--- Task inputs Enclosed Below ---

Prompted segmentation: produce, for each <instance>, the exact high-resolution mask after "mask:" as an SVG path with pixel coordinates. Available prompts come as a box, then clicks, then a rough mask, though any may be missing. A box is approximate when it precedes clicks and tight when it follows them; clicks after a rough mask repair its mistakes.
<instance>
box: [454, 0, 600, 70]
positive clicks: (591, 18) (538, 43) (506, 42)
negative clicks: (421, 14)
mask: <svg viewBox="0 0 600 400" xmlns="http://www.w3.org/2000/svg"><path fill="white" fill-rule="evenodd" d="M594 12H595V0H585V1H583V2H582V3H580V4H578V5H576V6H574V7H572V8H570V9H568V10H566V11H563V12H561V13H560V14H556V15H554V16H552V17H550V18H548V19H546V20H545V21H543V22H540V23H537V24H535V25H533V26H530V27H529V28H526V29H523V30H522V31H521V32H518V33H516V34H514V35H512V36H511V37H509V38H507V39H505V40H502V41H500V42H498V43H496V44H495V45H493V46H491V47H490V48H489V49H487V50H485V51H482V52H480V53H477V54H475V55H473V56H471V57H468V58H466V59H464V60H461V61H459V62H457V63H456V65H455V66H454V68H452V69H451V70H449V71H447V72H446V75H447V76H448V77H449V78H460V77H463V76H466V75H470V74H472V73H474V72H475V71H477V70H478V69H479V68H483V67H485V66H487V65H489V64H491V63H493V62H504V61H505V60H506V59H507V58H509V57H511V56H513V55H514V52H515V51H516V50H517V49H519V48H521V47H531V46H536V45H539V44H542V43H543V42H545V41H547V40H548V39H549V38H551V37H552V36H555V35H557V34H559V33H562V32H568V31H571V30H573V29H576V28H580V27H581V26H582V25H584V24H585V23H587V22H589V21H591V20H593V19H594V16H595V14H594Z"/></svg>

--- End of Enclosed Task inputs ---

» **Instruction**: Reproduce every one of the lines above word for word, without changing anything.

» **The completed task**:
Prompted segmentation: produce, for each <instance>, the exact high-resolution mask after "mask:" as an SVG path with pixel coordinates. Available prompts come as a box, then clicks, then a rough mask, though any may be missing. A box is approximate when it precedes clicks and tight when it follows them; clicks after a rough mask repair its mistakes.
<instance>
box: [454, 0, 600, 70]
positive clicks: (591, 18) (538, 43) (506, 42)
negative clicks: (421, 14)
mask: <svg viewBox="0 0 600 400" xmlns="http://www.w3.org/2000/svg"><path fill="white" fill-rule="evenodd" d="M594 12H595V0H585V1H583V2H582V3H580V4H578V5H576V6H574V7H572V8H570V9H568V10H566V11H563V12H561V13H560V14H556V15H554V16H552V17H550V18H548V19H546V20H545V21H543V22H540V23H537V24H535V25H533V26H530V27H529V28H526V29H523V30H522V31H521V32H518V33H516V34H514V35H512V36H511V37H509V38H507V39H505V40H502V41H500V42H498V43H496V44H495V45H493V46H491V47H490V48H489V49H487V50H485V51H482V52H480V53H477V54H475V55H473V56H471V57H468V58H466V59H464V60H461V61H459V62H457V63H456V65H455V66H454V68H452V69H451V70H449V71H447V72H446V75H447V76H448V77H449V78H460V77H463V76H466V75H470V74H472V73H474V72H475V71H477V70H478V69H479V68H483V67H485V66H487V65H489V64H491V63H493V62H504V61H505V60H506V59H507V58H509V57H511V56H513V55H514V52H515V51H516V50H517V49H519V48H521V47H531V46H536V45H539V44H542V43H543V42H545V41H547V40H548V39H549V38H551V37H552V36H555V35H557V34H559V33H562V32H568V31H571V30H573V29H576V28H580V27H581V26H582V25H584V24H585V23H587V22H589V21H591V20H593V19H594V16H595V14H594Z"/></svg>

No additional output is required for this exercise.